Write out each line beneath this one exactly as it reads.

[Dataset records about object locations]
• • • • •
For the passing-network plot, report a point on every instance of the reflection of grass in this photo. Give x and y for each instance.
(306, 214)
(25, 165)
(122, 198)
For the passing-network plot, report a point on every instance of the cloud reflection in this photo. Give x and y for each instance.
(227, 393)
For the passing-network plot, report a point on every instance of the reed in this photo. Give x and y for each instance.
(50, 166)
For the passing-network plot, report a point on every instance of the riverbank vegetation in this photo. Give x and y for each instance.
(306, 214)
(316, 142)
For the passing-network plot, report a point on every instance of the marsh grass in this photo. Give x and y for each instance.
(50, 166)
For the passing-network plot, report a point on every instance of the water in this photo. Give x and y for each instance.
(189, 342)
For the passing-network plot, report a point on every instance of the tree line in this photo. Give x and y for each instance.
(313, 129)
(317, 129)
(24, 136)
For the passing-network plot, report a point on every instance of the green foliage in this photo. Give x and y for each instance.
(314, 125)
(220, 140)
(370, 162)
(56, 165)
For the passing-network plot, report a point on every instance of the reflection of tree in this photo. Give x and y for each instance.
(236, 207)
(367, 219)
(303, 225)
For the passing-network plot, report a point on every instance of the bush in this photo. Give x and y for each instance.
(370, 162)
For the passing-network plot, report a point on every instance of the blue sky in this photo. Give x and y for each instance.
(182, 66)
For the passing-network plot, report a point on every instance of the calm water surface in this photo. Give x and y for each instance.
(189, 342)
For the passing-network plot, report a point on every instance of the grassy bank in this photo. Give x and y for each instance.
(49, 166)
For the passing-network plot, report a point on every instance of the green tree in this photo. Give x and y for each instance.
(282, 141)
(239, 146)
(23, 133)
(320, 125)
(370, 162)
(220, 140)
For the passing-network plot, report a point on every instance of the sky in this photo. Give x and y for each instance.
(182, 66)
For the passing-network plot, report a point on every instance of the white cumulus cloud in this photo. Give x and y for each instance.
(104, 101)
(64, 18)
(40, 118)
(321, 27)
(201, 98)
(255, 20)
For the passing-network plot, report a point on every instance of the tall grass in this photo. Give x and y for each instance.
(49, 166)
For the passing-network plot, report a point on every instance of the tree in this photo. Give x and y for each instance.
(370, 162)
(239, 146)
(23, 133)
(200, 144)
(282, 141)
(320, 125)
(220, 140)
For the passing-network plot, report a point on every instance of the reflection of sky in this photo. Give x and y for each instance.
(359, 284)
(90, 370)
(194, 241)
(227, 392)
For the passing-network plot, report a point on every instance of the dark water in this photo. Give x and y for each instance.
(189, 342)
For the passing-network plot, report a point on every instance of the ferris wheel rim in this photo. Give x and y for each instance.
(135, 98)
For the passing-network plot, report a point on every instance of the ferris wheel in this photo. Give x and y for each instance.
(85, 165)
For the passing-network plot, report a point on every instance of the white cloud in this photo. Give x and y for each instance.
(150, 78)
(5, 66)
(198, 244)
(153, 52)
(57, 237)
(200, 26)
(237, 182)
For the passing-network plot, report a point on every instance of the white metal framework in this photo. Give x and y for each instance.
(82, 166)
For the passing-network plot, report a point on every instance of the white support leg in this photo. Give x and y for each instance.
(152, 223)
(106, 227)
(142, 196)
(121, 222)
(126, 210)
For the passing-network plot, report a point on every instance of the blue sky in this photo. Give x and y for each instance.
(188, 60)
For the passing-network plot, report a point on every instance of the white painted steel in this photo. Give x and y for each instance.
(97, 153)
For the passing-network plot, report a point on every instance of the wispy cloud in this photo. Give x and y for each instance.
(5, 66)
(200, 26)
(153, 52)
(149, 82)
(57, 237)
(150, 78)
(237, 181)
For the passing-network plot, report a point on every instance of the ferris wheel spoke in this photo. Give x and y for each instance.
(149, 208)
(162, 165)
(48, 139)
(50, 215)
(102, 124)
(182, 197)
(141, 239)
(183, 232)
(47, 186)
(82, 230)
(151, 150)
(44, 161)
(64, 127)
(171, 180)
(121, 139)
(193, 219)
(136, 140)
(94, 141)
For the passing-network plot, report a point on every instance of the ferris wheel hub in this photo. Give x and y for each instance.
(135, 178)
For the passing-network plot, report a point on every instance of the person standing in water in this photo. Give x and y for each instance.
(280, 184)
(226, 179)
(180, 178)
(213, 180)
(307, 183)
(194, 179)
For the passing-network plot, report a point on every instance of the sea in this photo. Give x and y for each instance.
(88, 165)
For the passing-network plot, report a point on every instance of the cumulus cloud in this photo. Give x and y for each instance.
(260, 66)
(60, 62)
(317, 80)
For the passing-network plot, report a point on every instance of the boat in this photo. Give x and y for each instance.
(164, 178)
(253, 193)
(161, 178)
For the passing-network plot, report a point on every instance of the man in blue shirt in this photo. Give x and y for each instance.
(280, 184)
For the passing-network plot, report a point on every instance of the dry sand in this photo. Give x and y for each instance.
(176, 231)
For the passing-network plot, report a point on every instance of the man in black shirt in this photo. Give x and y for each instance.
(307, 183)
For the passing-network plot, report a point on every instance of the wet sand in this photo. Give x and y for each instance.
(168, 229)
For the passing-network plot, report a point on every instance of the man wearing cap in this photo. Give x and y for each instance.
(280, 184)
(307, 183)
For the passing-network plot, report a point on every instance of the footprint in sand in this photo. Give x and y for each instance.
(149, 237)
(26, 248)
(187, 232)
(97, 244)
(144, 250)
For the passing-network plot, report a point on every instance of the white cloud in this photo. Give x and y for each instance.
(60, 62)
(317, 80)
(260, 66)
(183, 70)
• • • • •
• [Finished exercise]:
For the passing-network plot, report a point on every instance of the reflection of grass in this photo. Give x and y for each instance.
(306, 214)
(25, 165)
(122, 198)
For the passing-network plot, report a point on every instance of the cloud reflection in this photo. Give x and y for each instance.
(227, 393)
For the passing-network plot, report a point on every instance of the reed in this photo. Give x and y for each instance.
(50, 166)
For the passing-network plot, report a point on every instance of the riverbank vegetation in this photo. Give x and y for each instance.
(306, 214)
(316, 142)
For the passing-network plot, report a point on every instance of the marsh grass in this photo. Give x and y for each instance.
(50, 166)
For the passing-network plot, report a point on every instance of the water in this photo. Give x and y for each instance.
(189, 342)
For the passing-network plot, report a point on every instance of the tree line in this photo. Give x and y for each instance.
(313, 129)
(317, 129)
(24, 136)
For the passing-network plot, report a point on every instance of the green foliage in this photo. Give x and y for each instance.
(314, 125)
(220, 140)
(370, 162)
(56, 165)
For the passing-network plot, report a point on every instance of the reflection of tree in this photo. Give x and y for each instance.
(236, 207)
(367, 219)
(303, 225)
For the passing-network plot, report a point on every instance of the bush in this photo. Give x and y for each instance.
(370, 162)
For the passing-network plot, report a point on every instance of the blue sky in this photo. Give x and y for each instance.
(182, 66)
For the passing-network plot, report a point on every instance of the calm water surface in this photo. Give x and y for each instance.
(189, 342)
For the passing-network plot, report a point on every instance of the grassy bank in this photo. Give x and y for each instance.
(49, 166)
For the passing-network plot, report a point on every instance of the green tree in this photo. Give x and y for each instance.
(282, 141)
(239, 146)
(23, 133)
(320, 125)
(370, 162)
(220, 140)
For the passing-network plot, report a point on every instance of the sky in this photo. Give x and y for each instance.
(182, 66)
For the passing-network plot, report a point on every instance of the white cumulus cloud in this photo. Give x and y for each instance.
(104, 101)
(64, 18)
(40, 118)
(321, 27)
(201, 98)
(255, 20)
For the passing-network plot, report a point on every instance of the tall grass in this photo. Give x and y for each instance.
(49, 166)
For the passing-network plot, report a point on every instance of the tree in this photo. Give x and y for each instance.
(370, 162)
(239, 146)
(23, 133)
(200, 144)
(282, 141)
(320, 125)
(220, 140)
For the passing-network plot, report a point on every instance of the reflection of sky in this photo. Give x and y for each instance.
(359, 284)
(90, 370)
(194, 241)
(227, 392)
For the passing-network plot, report a point on every instance of the dark water in this photo. Give x and y for each instance.
(189, 342)
For the passing-network plot, report a point on every instance of the ferris wheel rim in this photo. Give x and y for each instance.
(135, 98)
For the passing-network plot, report a point on every instance of the ferris wheel in this photo. Give x and y for each instance.
(85, 165)
For the passing-network plot, report a point on every instance of the white cloud in this photo. Give x and y for each instance.
(150, 78)
(5, 66)
(198, 244)
(153, 52)
(57, 237)
(200, 26)
(237, 182)
For the passing-network plot, report a point on every instance of the white metal framework in this photo. Give x and y for each instance.
(82, 166)
For the passing-network plot, report a point on every instance of the white support leg in this photo. Give x and y for each instance.
(152, 223)
(106, 227)
(142, 196)
(121, 222)
(126, 210)
For the passing-network plot, report a point on every instance of the blue sky in this photo. Give x and y for each instance.
(188, 60)
For the passing-network plot, report a point on every instance of the white painted steel in this photo. Give x and y for each instance.
(97, 153)
For the passing-network plot, report a point on every instance of the wispy cloud in this photo. Give x and y for each instance.
(5, 66)
(200, 26)
(153, 52)
(149, 82)
(57, 237)
(150, 78)
(237, 181)
For the passing-network plot, report a point on every instance of the ferris wheel spoke in this photo. Give x and y for each instance.
(149, 208)
(162, 165)
(48, 139)
(50, 215)
(102, 124)
(182, 197)
(141, 239)
(183, 232)
(47, 186)
(82, 230)
(151, 150)
(44, 161)
(64, 127)
(171, 180)
(121, 139)
(193, 219)
(136, 140)
(94, 141)
For the passing-network plot, report a point on every instance of the ferris wheel hub in this photo. Give x and y for each instance.
(135, 178)
For the passing-network plot, report a point on every instance of the person standing in water in this photo. Give x and y for each instance.
(280, 184)
(226, 179)
(180, 178)
(213, 180)
(307, 183)
(194, 179)
For the passing-network plot, report a point on every instance of the sea in this photo. Give x and y for each instance.
(88, 165)
For the passing-network plot, report a point on every instance of the cumulus cloud in this photo. Give x and y for each instance.
(260, 66)
(60, 62)
(317, 80)
For the passing-network plot, report a point on every instance of the boat in this photo. Give x and y for each instance.
(164, 178)
(253, 193)
(161, 178)
For the passing-network plot, report a point on every instance of the man in blue shirt in this photo. Give x and y for each instance.
(280, 184)
For the passing-network plot, report a point on every instance of the dry sand in this photo. Give x and y for each instance.
(176, 231)
For the passing-network plot, report a point on every instance of the man in black shirt in this photo. Give x and y for each instance.
(307, 183)
For the passing-network plot, report a point on every instance of the wet sand in this photo. Give x and y for each instance.
(168, 229)
For the passing-network plot, report a point on every instance of the man wearing cap in this photo. Give x and y for each instance.
(280, 184)
(307, 183)
For the passing-network plot, report a point on every instance of the footprint in sand in this photo. Give x and y for each instance.
(149, 237)
(26, 248)
(187, 232)
(97, 244)
(144, 250)
For the passing-network plot, report a point on every instance of the white cloud in this photo. Give x and y for each instance.
(60, 62)
(317, 80)
(260, 66)
(183, 70)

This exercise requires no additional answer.